Goal » Rewrite the material below, substituting "The module shall return" for each occurrence of "The component shall provide" and leaving all other text unchanged.

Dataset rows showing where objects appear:

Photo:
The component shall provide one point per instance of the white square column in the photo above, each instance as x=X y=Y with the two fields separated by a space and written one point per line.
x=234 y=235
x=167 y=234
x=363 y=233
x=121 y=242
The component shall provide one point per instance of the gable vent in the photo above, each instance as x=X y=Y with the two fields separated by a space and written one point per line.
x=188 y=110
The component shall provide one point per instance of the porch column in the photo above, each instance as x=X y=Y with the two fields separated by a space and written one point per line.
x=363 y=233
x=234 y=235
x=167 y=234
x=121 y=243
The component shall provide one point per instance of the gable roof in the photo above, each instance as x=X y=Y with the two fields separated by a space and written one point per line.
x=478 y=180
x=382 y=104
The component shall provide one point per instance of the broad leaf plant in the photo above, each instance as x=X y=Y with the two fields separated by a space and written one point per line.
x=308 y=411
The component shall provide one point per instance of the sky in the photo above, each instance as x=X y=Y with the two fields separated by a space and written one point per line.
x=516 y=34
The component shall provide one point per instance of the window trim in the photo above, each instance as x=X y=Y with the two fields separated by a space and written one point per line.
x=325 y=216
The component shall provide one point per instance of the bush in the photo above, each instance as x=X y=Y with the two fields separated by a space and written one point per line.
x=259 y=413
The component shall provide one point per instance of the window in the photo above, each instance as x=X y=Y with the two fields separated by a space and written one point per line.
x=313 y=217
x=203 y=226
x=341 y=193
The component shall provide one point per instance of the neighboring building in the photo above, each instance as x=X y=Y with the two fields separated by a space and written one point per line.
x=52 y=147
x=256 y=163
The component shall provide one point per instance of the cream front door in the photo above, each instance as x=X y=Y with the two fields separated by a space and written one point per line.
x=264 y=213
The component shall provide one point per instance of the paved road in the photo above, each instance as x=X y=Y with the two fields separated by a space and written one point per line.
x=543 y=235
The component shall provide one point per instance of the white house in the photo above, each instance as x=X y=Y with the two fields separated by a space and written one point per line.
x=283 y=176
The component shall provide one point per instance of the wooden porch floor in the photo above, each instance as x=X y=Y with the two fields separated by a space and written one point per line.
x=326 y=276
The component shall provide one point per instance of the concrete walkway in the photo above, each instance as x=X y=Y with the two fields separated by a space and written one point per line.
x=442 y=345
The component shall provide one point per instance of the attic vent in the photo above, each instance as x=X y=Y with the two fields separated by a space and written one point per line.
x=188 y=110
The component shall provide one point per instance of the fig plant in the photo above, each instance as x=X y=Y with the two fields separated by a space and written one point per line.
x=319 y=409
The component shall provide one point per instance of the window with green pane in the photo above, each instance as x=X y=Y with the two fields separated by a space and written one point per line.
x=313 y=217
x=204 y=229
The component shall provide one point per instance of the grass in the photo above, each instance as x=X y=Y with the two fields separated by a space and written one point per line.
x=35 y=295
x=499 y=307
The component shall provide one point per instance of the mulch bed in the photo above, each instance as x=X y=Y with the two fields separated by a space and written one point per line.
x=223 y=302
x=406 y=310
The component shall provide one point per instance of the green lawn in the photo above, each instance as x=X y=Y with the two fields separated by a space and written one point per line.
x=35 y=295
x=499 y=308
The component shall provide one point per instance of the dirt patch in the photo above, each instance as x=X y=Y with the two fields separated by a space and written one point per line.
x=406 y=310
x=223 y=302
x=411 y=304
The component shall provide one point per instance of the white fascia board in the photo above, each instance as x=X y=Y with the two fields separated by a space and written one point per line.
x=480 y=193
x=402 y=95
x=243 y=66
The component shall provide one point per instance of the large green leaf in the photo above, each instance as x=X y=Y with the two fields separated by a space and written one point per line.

Solution to this problem »
Photo:
The module shall return one point per instance of the white square column in the photo above, each instance as x=X y=Y with the two fields separated by a space and written one point per line.
x=234 y=235
x=167 y=234
x=363 y=233
x=121 y=242
The module shall return one point per instance of the gable vent in the photo above, each instance as x=X y=Y with the two fields separated by a space and written one point per line.
x=188 y=110
The module shall return one point per instance of the porch column in the photo above, each instance as x=X y=Y with the two fields separated by a space and written one point per line.
x=363 y=233
x=234 y=235
x=167 y=234
x=121 y=243
The module shall return one point per instance of the gable roof in the photo above, each instance as x=X y=Y with the two fields separated by a space and written one point per line.
x=478 y=180
x=382 y=104
The module shall return one point per instance of the broad leaf plant in the photo above, each instance as x=X y=Y with the two fields separated by a space and written one point per line.
x=308 y=411
The module shall return one point per instance of the sky in the photo above, each instance as x=X y=Y with the two fields separated by a space and written one point per line.
x=516 y=34
The module shall return one point per instance of the window trim in the photo above, each instance as x=X y=Y with the two fields separated by a space and written one point per line.
x=325 y=216
The module shall return one point per instance of the bush in the photo above, each instance as x=X y=Y with the two fields separated by a space and written one point per line.
x=259 y=413
The module shall return one point per instance of the window in the photo above, each instance as x=X y=Y with the two fields separated by a space and written one point per line.
x=313 y=217
x=203 y=226
x=341 y=193
The module shall return one point per instance of the neighboring building in the photo above, each instance as x=X y=Y with the two fields separated by a space and written one point per line.
x=52 y=147
x=256 y=163
The module shall return one point per instance of the cream front door in the photo above, each instance as x=X y=Y with the two fields separated by a space and written one point per line.
x=264 y=213
The module shall return one point per instance of the paved road in the photo above, each instance as x=X y=Y with the two fields separated by a space and written one point per line.
x=543 y=235
The module shall return one point per instance of the white house in the photo above, each instance as x=X y=Y with the two fields separated by a space and written one point per line.
x=283 y=176
The module shall return one point per instance of the wooden porch floor in the photo above, each instance as x=X y=Y with the two fields separated by a space and written one point per line.
x=326 y=276
The module shall return one point per instance of the concrete walkway in the photo above, each instance as x=X y=Y with the two fields separated by a space and written one point per line.
x=442 y=345
The module shall return one point per instance of the attic vent in the photo above, each instance as x=X y=Y with the two fields separated by a space and written one point per line.
x=188 y=110
The module shall return one point per instance of the fig plant in the photo above, each instance as x=X y=Y with the two fields separated by a space and written one point per line.
x=319 y=409
The module shall return one point per instance of the window with green pane in the photo above, each instance as x=X y=Y with the two fields separated by a space and written one point per line.
x=313 y=217
x=204 y=229
The module shall return one point per instance of the grass in the photo above, each instance as x=X y=Y with the two fields separated by a space and written one point per line.
x=35 y=295
x=499 y=307
The module shall return one point per instance of the mulch bed in the photo above, each instance as x=X y=Y with the two fields separated by a space and written one point per line.
x=223 y=302
x=406 y=310
The module shall return one point per instance of the green lawn in the photo above, each instance as x=X y=Y with the two fields separated by a space and written one point per line.
x=35 y=295
x=499 y=308
The module shall return one point per instance of the dirt patch in the photo above, each instance as x=X y=Y with the two fields separated by a space and written one point per line.
x=406 y=310
x=223 y=302
x=411 y=304
The module shall return one point per instance of the white fascia board in the photo above, each instance as x=X y=Y with the two fields separated by a space and written one point per line.
x=480 y=193
x=402 y=95
x=243 y=66
The module shall return one point per instance of the large green leaf in the photo above, each instance as x=X y=Y with the two fields separated by a space and written one point per line.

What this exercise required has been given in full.